[Excerpts of pointing data]
###
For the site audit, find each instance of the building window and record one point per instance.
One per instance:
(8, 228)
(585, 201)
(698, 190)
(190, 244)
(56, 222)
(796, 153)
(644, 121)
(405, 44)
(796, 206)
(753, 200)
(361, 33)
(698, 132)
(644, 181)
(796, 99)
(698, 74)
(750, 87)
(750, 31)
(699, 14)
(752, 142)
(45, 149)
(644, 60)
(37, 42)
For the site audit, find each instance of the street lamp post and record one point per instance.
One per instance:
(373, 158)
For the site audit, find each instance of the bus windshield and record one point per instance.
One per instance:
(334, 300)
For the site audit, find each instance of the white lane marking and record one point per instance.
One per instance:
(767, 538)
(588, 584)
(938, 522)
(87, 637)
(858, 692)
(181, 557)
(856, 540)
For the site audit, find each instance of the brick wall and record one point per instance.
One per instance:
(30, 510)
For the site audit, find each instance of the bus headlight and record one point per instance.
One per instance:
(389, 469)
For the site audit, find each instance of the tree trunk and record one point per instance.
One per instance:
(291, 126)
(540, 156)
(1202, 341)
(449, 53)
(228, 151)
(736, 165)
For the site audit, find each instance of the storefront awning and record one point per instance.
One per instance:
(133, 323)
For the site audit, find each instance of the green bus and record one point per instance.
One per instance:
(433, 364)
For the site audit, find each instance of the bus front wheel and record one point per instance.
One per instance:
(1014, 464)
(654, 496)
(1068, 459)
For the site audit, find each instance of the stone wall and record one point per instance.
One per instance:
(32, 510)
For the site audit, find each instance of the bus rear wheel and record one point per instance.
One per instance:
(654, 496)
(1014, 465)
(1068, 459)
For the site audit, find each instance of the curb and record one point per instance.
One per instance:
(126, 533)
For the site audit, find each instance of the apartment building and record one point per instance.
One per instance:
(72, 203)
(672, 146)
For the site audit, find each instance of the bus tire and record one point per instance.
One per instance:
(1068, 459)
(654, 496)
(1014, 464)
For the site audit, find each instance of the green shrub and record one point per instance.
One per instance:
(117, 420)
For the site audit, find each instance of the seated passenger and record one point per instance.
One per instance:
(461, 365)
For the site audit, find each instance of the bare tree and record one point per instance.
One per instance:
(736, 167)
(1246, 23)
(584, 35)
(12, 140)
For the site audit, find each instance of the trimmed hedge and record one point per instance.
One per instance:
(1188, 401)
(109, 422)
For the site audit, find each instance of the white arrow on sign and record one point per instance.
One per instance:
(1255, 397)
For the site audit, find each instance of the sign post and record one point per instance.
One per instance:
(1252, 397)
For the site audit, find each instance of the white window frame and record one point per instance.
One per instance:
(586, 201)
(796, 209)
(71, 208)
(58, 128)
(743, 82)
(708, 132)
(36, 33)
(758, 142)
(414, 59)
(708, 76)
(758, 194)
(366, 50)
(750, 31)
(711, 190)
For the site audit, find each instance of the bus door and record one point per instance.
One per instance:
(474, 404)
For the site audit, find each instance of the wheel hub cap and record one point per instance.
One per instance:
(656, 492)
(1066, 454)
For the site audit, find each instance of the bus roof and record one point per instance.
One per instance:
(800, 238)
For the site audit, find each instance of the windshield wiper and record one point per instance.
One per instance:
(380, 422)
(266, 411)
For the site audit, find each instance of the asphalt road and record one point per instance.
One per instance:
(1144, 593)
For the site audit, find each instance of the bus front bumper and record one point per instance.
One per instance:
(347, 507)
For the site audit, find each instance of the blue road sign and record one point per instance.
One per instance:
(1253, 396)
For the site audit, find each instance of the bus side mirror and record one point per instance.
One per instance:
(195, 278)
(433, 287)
###
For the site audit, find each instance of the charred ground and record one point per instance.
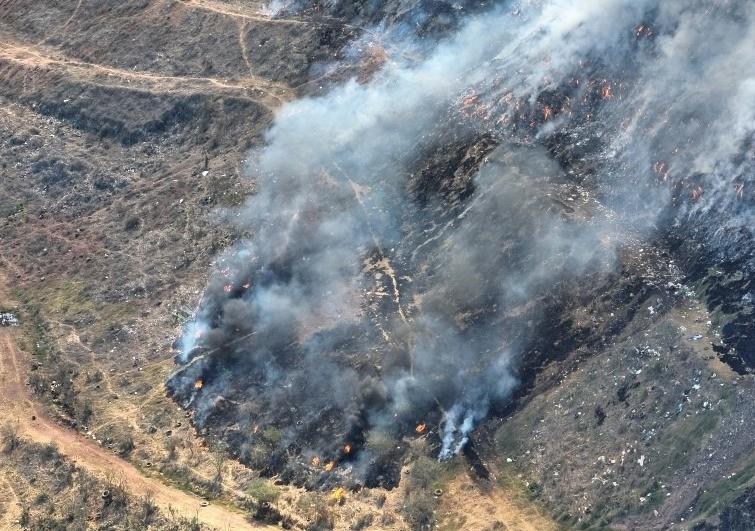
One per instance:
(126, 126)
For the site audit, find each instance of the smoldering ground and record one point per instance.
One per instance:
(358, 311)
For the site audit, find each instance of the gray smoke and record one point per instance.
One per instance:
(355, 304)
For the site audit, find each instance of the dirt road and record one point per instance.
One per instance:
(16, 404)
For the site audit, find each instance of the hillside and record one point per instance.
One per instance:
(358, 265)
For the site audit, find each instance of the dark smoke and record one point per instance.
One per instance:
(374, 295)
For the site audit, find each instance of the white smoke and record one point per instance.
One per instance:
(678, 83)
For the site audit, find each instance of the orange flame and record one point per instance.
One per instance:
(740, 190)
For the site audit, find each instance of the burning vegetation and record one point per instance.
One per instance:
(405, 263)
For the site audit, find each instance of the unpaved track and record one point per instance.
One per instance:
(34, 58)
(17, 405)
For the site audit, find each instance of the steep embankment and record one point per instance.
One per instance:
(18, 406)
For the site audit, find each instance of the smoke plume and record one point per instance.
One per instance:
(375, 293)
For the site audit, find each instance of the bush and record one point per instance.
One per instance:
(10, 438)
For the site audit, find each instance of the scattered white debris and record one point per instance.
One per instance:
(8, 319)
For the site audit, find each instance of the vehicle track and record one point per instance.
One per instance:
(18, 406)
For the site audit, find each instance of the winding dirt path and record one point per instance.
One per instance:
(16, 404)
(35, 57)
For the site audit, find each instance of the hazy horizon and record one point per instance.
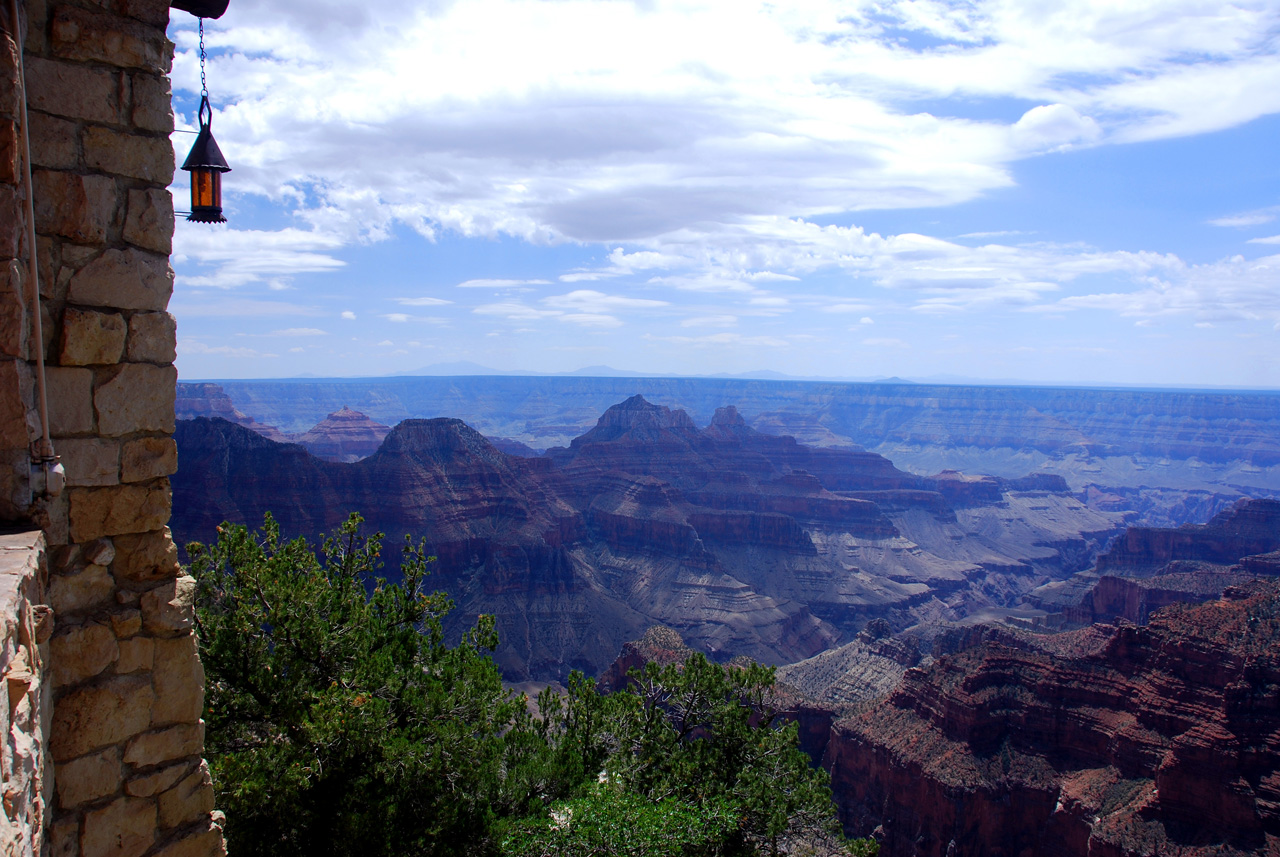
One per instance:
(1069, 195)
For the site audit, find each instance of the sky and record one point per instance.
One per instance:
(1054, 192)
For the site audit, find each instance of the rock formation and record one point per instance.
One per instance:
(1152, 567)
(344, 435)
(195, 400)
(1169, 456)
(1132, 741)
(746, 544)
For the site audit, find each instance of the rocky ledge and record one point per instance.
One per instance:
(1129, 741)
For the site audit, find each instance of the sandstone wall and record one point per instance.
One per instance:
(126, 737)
###
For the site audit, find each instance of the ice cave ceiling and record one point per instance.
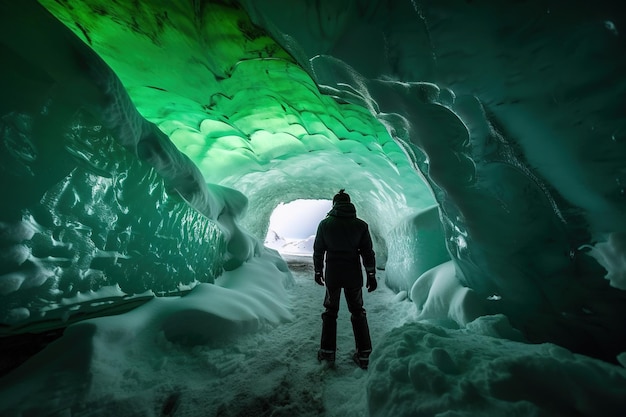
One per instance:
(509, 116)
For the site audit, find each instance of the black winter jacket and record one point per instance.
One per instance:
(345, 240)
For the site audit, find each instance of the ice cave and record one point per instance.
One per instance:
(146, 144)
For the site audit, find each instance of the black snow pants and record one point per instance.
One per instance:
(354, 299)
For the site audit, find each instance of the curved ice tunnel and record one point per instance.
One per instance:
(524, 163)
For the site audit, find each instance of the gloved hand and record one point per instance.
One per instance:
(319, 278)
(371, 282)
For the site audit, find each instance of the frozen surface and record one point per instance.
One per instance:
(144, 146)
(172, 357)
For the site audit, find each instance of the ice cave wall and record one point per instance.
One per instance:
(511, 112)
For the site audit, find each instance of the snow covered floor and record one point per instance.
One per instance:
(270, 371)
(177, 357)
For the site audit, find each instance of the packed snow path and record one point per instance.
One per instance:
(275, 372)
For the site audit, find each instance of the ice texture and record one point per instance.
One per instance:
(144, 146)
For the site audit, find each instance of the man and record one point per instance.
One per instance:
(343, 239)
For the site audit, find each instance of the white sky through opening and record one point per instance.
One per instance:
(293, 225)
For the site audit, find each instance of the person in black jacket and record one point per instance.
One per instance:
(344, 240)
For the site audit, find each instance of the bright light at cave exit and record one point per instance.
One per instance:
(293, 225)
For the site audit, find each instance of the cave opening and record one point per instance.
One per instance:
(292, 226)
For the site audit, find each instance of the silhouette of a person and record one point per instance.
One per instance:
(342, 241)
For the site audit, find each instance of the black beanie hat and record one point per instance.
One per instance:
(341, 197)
###
◆ Task statement
Convert the stretch of material from the line containing "For the site audit, find each instance of the steep" through the line containing "(1129, 741)" into a JSON list of strings, one per line, skipping blank lines. Leave the pictures out.

◆ Solution to the exercise
[
  "For the site audit, find each instance of the steep embankment and record one point per instance.",
  "One per instance:",
  "(18, 406)",
  "For the site audit, find each instance of the smoke plume and record one point per instance.",
  "One per instance:",
  "(375, 293)",
  "For the site audit, find each instance of the bush and record one point per instance.",
  "One per instance:",
  "(10, 438)",
  "For the site audit, find each instance of the scattered white debris and record one point per instance.",
  "One per instance:",
  "(8, 319)",
  "For the site audit, find each instance of the vehicle track and record one point per instance.",
  "One per instance:",
  "(18, 406)",
  "For the site audit, find each instance of the winding dirt path and record one point per instance.",
  "One per instance:",
  "(16, 404)",
  "(35, 57)",
  "For the site audit, find each instance of the hazy horizon and record one point per instance.",
  "One per instance:",
  "(1069, 195)",
  "For the site audit, find each instance of the sky and record one point per instance.",
  "One per instance:",
  "(1054, 192)",
  "For the site audit, find each instance of the rock formation and record one point per instance.",
  "One per instance:",
  "(1152, 567)",
  "(344, 435)",
  "(195, 400)",
  "(1169, 456)",
  "(1132, 741)",
  "(746, 544)",
  "For the site audit, find each instance of the rocky ledge and record one point per instance.",
  "One per instance:",
  "(1129, 741)"
]